Source material: Begin

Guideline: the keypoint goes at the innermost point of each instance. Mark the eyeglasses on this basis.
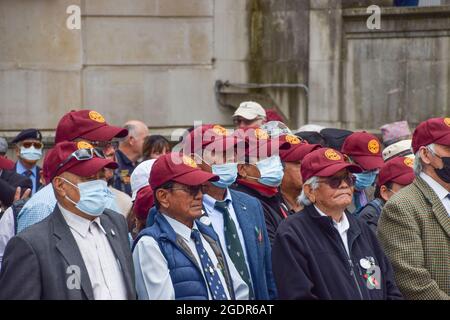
(192, 190)
(335, 182)
(36, 145)
(82, 155)
(247, 122)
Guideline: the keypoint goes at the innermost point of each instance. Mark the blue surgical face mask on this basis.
(227, 173)
(365, 179)
(271, 171)
(93, 196)
(30, 153)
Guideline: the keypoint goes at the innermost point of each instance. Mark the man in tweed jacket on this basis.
(414, 227)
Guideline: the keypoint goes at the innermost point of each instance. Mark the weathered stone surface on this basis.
(159, 96)
(150, 7)
(33, 34)
(148, 41)
(37, 98)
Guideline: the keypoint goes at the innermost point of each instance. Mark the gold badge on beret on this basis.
(94, 115)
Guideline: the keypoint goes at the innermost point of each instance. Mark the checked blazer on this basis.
(414, 230)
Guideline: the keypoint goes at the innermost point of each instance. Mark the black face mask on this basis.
(444, 173)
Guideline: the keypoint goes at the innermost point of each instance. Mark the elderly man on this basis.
(28, 147)
(76, 125)
(81, 251)
(324, 253)
(292, 183)
(179, 257)
(237, 218)
(250, 114)
(260, 173)
(129, 154)
(394, 176)
(414, 227)
(364, 149)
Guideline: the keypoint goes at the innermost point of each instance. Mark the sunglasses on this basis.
(238, 121)
(335, 182)
(82, 155)
(36, 145)
(192, 190)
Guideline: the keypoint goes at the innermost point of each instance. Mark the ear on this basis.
(309, 192)
(425, 155)
(163, 198)
(242, 170)
(58, 186)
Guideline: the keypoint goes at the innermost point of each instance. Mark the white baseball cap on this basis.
(401, 148)
(250, 110)
(140, 177)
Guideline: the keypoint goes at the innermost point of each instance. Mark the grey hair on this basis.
(132, 129)
(418, 164)
(302, 198)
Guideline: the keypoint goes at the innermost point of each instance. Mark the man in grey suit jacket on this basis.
(81, 251)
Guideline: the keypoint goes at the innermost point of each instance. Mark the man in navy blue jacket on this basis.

Source material: End

*Activity*.
Copy the records above exactly, leaving out every picture.

*Exercise answer*.
Guideline: the keypoint goes at the innermost point of each instance. Mark the eyeglasses on this basis.
(192, 190)
(335, 182)
(36, 145)
(82, 155)
(247, 122)
Guideline: the keypoint goes at the innermost point of each instance. Mark the blue surgical face mask on this basis.
(227, 173)
(365, 179)
(271, 171)
(93, 196)
(30, 153)
Guideline: the keypoint goes at the innermost point of each instance. Mark the man in tweed jacket on this basis.
(414, 227)
Guideline: the keypoint goes at the innermost point of each instance. Mark the weathered stone surface on this basis.
(159, 96)
(150, 7)
(33, 34)
(148, 41)
(37, 98)
Guideline: the keypoint goes at the innermost point of each instance. Mark the gold badge on beret on this basis.
(94, 115)
Guideline: the keypoint goes at the innermost point of each instance. Mark the checked blazer on this basis.
(414, 230)
Guideline: the keypoint goes at the innermost point of each instance. Mark the black face mask on this basis.
(444, 173)
Guideline: the keypoint goes at the innermost point of each instance. Mark the elderly man on this basis.
(28, 147)
(76, 125)
(81, 251)
(324, 253)
(292, 183)
(179, 257)
(237, 218)
(250, 114)
(260, 173)
(129, 154)
(394, 176)
(414, 227)
(364, 149)
Guideline: the keypoint goes at the innermost point of each instance. Mark the sunglasses on this basis.
(238, 121)
(335, 182)
(82, 155)
(36, 145)
(192, 190)
Guideline: the keypoint goes at the innermost point of each instance. Mark the ear on this basis.
(309, 192)
(425, 155)
(163, 198)
(242, 170)
(58, 186)
Guideline: the keypoint goes at the innermost point of each instance. Mark the white baseball cap on this basis.
(401, 148)
(250, 110)
(140, 177)
Guideline: the keypoint goes at the innermost point of each instance. Mark the grey hair on this basis.
(132, 129)
(418, 164)
(302, 198)
Guideline: the keypoint goes at the innermost point of each instance. Mark the man in grey suit jacket on this basis.
(81, 251)
Guideline: the keypoint goes at the innermost point of each instance. Mark the man in navy blue jacket on this basis.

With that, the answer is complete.